Input for this task >>
[start]
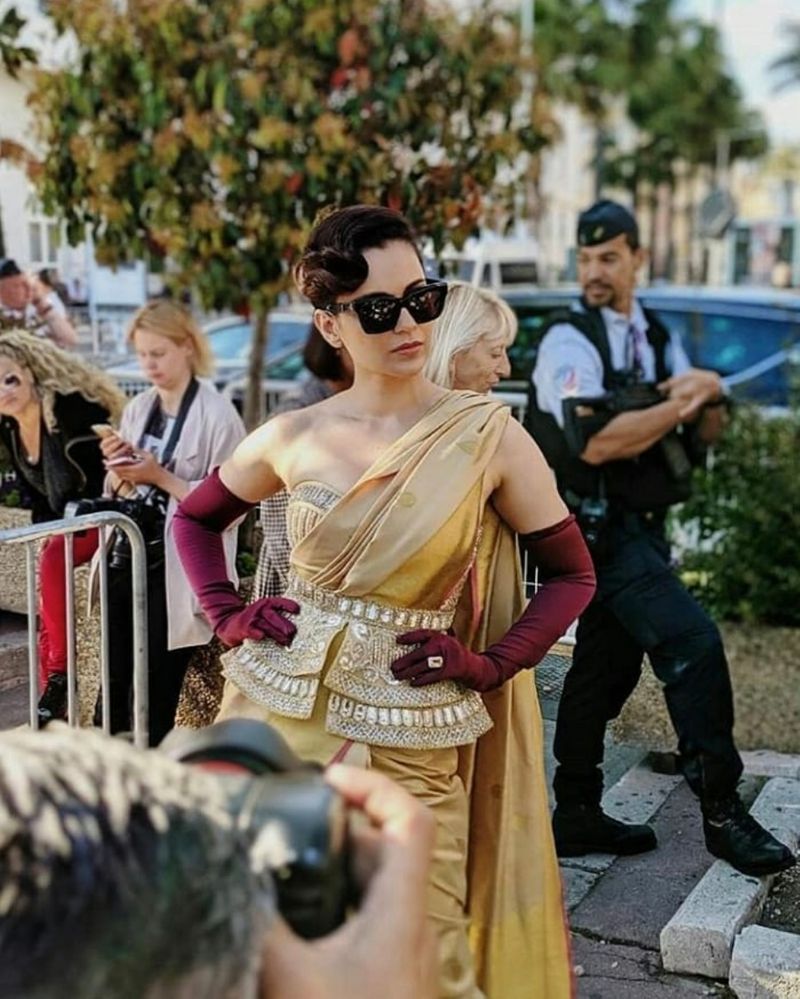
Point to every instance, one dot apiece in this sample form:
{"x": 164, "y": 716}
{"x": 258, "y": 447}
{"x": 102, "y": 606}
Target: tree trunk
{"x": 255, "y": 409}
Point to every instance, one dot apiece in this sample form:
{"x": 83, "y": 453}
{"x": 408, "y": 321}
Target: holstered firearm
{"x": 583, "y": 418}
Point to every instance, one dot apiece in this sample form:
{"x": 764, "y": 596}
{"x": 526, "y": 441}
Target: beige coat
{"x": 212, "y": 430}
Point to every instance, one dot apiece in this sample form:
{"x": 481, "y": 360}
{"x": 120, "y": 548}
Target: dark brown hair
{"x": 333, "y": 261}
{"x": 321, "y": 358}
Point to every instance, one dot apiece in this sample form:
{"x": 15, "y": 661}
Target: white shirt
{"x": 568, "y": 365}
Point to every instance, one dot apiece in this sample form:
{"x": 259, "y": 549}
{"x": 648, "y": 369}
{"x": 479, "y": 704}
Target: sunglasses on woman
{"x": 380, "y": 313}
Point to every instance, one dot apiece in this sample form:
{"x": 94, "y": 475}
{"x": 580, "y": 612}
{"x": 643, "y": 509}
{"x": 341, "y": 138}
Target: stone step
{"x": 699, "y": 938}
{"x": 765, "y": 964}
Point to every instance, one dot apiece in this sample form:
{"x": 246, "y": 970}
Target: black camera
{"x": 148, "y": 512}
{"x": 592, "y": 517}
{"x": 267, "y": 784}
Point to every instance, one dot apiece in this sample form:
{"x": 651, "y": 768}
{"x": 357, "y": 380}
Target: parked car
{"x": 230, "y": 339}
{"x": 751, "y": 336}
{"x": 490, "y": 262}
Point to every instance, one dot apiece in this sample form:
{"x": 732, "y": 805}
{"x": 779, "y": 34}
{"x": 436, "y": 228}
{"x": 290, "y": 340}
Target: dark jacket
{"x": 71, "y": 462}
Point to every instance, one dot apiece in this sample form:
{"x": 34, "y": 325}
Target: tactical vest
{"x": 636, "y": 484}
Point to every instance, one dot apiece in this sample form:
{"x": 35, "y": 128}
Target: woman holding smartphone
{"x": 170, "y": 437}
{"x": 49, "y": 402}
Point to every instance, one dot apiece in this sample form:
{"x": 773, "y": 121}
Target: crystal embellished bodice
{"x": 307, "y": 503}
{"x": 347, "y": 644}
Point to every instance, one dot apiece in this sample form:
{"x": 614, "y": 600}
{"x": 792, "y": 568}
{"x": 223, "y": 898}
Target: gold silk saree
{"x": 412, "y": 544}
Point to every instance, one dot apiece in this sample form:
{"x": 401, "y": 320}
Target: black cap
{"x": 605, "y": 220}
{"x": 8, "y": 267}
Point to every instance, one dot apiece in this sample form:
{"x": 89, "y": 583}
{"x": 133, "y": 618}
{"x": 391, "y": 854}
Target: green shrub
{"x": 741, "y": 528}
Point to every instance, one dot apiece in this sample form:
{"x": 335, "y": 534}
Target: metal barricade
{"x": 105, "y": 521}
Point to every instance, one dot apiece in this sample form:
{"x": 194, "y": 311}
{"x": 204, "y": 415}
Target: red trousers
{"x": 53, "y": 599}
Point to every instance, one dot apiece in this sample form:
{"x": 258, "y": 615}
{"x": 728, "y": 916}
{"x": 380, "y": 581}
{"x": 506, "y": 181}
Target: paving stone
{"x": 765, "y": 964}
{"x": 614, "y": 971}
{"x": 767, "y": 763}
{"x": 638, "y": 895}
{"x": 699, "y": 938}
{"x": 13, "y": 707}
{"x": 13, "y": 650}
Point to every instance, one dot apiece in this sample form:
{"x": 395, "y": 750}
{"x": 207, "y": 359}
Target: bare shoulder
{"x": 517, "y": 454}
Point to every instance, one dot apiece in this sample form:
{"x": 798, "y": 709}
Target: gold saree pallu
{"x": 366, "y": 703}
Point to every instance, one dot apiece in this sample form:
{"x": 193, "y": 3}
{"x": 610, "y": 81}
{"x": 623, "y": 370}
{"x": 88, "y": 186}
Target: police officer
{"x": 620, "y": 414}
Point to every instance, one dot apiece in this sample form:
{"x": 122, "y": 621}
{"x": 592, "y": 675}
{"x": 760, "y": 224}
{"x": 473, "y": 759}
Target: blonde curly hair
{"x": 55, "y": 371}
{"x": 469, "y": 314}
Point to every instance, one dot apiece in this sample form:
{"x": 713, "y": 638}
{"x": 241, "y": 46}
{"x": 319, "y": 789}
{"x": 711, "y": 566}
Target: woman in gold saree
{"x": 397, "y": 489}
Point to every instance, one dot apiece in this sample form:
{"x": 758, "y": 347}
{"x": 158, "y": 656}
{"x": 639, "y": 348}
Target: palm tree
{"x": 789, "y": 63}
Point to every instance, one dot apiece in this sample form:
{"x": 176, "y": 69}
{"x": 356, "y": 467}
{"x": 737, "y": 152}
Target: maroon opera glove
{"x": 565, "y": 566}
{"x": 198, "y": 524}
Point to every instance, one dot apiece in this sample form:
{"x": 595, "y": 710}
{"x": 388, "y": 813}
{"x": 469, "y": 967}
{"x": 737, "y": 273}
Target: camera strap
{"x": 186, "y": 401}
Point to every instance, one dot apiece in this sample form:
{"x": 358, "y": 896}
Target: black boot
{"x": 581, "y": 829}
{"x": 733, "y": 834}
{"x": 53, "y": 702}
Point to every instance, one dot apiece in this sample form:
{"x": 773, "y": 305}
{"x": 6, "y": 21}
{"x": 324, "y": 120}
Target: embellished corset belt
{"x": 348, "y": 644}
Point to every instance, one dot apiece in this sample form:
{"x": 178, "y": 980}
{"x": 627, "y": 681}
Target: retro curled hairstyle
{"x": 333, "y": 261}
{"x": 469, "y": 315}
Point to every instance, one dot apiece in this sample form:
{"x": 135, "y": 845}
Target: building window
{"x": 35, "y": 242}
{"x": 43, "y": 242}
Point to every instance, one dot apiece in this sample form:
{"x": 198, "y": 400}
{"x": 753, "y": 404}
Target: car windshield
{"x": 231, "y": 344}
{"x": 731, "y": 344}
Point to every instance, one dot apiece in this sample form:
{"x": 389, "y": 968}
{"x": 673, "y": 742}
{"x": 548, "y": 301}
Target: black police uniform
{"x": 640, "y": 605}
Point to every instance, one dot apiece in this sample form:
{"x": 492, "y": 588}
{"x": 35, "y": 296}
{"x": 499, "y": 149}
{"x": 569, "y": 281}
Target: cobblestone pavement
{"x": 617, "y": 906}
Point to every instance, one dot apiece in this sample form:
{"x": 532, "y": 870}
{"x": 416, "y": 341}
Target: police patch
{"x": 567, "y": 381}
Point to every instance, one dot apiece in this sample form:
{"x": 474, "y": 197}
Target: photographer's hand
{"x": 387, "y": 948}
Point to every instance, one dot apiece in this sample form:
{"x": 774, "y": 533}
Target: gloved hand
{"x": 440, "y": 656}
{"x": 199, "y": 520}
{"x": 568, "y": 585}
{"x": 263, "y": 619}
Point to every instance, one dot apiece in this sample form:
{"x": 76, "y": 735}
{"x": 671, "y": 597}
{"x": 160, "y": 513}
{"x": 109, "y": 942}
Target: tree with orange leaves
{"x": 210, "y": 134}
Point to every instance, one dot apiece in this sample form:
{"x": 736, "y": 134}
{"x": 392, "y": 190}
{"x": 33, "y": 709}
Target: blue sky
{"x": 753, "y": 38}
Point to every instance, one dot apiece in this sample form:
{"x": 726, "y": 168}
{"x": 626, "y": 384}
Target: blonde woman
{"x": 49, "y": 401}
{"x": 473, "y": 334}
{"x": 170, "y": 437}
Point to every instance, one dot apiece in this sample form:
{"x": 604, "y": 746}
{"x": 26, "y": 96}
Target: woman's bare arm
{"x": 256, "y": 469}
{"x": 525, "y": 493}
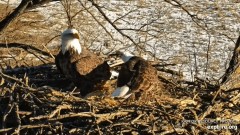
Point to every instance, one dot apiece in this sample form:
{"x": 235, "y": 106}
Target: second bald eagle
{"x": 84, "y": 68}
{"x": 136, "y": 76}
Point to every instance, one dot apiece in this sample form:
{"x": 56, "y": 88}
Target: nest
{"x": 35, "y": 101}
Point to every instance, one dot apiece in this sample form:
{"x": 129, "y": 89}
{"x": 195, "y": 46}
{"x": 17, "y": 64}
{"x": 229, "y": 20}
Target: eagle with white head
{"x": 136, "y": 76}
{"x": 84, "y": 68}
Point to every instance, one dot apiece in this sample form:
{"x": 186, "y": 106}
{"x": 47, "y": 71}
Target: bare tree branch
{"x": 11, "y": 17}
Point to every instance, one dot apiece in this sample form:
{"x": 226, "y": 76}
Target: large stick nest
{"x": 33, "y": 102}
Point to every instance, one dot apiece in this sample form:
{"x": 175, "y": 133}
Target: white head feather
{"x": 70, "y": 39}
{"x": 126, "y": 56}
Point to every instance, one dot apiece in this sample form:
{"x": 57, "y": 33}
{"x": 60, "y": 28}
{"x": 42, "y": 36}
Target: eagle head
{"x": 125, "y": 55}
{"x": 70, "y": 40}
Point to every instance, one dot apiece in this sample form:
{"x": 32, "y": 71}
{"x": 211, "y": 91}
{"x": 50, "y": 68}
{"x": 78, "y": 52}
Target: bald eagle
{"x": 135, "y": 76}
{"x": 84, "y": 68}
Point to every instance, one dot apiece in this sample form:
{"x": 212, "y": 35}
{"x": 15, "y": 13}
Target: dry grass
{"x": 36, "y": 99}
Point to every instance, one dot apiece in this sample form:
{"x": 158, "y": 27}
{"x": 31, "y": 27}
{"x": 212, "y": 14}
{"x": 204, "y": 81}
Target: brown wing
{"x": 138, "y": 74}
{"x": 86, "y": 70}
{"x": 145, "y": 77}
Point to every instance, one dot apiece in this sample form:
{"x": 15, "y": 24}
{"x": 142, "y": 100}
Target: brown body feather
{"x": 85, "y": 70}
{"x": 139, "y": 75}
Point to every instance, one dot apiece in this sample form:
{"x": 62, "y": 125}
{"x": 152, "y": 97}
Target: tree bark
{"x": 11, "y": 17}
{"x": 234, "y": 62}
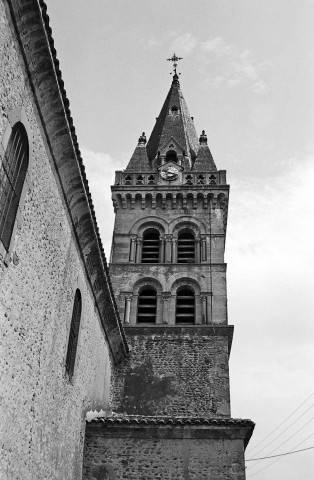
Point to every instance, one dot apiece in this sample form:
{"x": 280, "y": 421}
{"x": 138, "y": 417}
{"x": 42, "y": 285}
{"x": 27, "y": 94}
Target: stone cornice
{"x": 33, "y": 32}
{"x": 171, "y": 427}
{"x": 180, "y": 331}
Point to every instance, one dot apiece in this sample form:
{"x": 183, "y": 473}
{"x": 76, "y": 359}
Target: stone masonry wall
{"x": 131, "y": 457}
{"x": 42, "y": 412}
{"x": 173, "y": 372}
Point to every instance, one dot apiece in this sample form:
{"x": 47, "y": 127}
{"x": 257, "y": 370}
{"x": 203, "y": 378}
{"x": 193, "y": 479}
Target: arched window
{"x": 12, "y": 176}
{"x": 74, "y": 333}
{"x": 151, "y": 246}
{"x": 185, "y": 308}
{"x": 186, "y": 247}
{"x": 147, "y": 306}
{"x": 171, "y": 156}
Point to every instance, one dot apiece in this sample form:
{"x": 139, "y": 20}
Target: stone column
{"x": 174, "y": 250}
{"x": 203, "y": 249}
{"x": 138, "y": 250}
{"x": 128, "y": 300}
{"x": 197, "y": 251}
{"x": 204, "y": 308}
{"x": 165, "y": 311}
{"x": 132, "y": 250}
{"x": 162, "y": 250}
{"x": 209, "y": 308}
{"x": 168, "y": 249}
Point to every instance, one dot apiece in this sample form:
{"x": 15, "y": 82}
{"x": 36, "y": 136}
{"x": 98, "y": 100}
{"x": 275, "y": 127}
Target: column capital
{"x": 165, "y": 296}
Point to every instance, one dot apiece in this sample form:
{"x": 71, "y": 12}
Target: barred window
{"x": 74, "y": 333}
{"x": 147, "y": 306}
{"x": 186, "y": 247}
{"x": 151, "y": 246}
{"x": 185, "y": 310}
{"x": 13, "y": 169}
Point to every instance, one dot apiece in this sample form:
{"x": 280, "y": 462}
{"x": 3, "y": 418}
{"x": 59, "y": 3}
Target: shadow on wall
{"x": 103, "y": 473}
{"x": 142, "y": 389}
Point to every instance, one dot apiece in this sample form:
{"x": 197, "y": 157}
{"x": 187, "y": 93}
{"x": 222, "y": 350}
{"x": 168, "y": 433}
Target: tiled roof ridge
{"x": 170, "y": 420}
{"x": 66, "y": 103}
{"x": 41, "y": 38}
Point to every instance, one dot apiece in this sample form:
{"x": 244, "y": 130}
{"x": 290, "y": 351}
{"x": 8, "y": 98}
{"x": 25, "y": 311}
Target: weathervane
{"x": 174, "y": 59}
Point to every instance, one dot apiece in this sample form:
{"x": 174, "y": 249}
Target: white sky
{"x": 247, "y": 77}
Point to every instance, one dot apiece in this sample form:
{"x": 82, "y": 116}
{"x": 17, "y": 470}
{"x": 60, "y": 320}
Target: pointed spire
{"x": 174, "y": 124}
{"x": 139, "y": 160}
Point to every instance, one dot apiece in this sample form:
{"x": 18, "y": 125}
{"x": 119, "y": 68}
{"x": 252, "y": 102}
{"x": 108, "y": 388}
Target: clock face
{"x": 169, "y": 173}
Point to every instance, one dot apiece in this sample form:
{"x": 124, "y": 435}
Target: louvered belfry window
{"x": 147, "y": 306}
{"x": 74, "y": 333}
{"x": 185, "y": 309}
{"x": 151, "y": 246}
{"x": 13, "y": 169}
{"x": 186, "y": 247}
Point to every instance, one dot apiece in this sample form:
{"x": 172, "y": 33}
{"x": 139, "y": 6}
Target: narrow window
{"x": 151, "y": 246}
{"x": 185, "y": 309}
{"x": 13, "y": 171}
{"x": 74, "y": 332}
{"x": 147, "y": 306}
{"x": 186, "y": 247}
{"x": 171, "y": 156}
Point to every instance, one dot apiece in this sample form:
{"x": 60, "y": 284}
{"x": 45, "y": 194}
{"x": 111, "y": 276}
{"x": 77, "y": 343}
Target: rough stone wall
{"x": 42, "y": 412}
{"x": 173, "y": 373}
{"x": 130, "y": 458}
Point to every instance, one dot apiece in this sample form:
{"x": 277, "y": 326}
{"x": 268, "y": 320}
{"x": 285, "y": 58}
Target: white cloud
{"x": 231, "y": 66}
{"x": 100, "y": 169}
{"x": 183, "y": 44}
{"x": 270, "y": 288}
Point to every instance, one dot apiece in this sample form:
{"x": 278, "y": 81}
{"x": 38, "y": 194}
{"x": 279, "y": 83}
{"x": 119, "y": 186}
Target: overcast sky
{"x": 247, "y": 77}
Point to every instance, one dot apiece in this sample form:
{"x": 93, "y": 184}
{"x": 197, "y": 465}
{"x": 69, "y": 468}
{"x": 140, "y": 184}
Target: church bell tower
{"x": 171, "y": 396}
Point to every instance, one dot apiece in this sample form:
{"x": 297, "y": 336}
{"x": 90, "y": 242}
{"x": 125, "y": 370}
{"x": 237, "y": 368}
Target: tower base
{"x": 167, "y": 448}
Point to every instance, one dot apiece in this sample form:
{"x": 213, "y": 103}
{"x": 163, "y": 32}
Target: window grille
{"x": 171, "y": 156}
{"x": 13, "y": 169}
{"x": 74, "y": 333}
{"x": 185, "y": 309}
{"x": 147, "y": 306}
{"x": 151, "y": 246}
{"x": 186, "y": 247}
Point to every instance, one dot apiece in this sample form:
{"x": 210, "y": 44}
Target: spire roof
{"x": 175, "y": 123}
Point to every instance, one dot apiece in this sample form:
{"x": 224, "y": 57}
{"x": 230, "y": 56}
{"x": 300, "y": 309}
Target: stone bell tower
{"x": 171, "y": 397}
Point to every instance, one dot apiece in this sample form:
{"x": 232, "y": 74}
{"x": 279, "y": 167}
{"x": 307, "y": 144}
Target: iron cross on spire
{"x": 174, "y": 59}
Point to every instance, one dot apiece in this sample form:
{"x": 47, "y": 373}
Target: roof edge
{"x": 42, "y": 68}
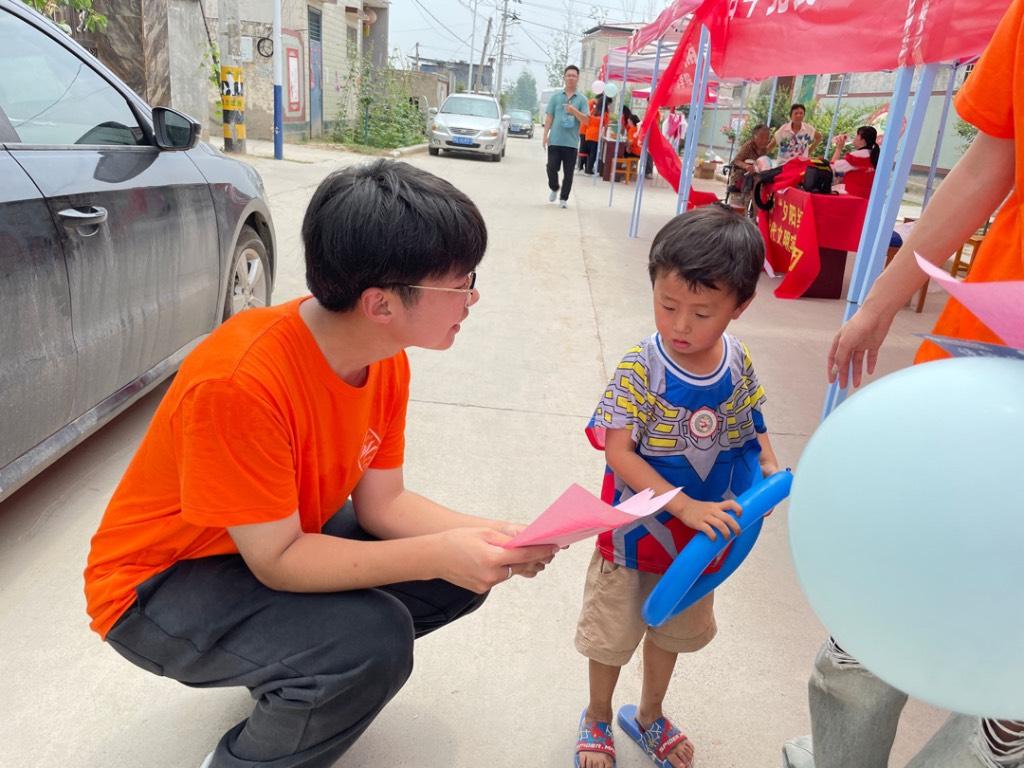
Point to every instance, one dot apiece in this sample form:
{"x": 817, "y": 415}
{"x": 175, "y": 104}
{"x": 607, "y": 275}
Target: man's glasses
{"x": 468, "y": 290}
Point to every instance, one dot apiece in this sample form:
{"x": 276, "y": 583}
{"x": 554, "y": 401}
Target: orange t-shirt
[end]
What you are asked to do >> Gather every line of the material above that contains the word "column", copying each one in full.

Solution to this problem >>
Target: stone column
Target: column capital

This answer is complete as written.